Problem details
Both ends included, set down the lines from the line containing "query: A natural-language" through the last line of the records below, without pictures.

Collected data
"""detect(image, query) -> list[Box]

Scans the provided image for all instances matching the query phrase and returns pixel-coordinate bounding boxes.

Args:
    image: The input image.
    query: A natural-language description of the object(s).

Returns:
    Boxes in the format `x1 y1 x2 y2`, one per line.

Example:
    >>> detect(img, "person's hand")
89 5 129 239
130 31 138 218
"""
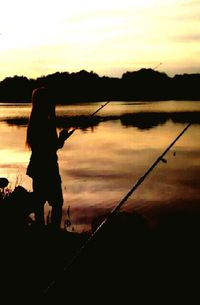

Result
    query: A natural-language description of the object(s).

Returns:
    Boxes in the format `x1 y1 x2 y2`, one per line.

Example:
    >>> detect(img, "person's hand")
89 5 129 239
130 31 138 218
"""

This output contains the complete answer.